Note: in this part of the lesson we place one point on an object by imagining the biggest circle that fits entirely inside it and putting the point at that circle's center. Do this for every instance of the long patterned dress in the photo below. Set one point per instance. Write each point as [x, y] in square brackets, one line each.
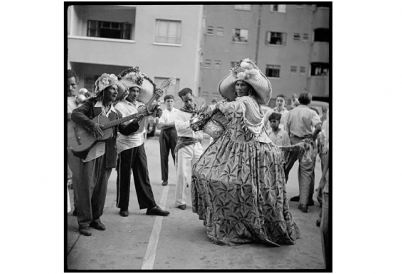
[239, 188]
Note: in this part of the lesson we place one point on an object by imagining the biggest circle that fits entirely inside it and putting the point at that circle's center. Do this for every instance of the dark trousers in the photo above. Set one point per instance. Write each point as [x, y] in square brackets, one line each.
[90, 190]
[167, 142]
[325, 234]
[305, 174]
[135, 160]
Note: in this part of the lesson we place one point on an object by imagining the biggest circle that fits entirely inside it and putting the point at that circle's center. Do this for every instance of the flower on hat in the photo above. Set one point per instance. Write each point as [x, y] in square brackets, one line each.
[244, 70]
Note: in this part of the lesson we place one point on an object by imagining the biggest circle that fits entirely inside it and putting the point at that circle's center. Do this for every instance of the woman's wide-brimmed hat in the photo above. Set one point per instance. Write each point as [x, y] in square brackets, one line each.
[133, 77]
[248, 72]
[106, 80]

=-=-=

• _Work to complete_
Extract every line from the one containing "of the dark" to the end of the entries, including both of those lines, exactly as given and with nothing added.

• _Response_
Note: in this part of the lesson we place one point on an object by imagining the biggest circle that fits entirely inside it and putting the point at that circle's center. Do this for every instance of the dark trousers in the photo above. Set one point per instance. Write each point as [x, y] in square brackets, one line each.
[90, 190]
[167, 142]
[325, 234]
[305, 174]
[135, 160]
Note: in this part of the lesson we place one point on an object by imagining the biggest circle that fits entirely inside it and putting the point at that circle's center. Do this for every instance of the flower on hat in the photo above. Set one point per instance. Write each point as [x, y] in square brackets, one line each.
[244, 70]
Note: in this part of the lesson we place one point on an object by imagining the biggest circle that fits entirely inside it and putting the point at that circle's center. Do this for every instance of the woman's wide-brimmed hat in the photo above. Set one point per instance. Write each point as [x, y] in square brackets, one line each.
[133, 77]
[248, 72]
[106, 80]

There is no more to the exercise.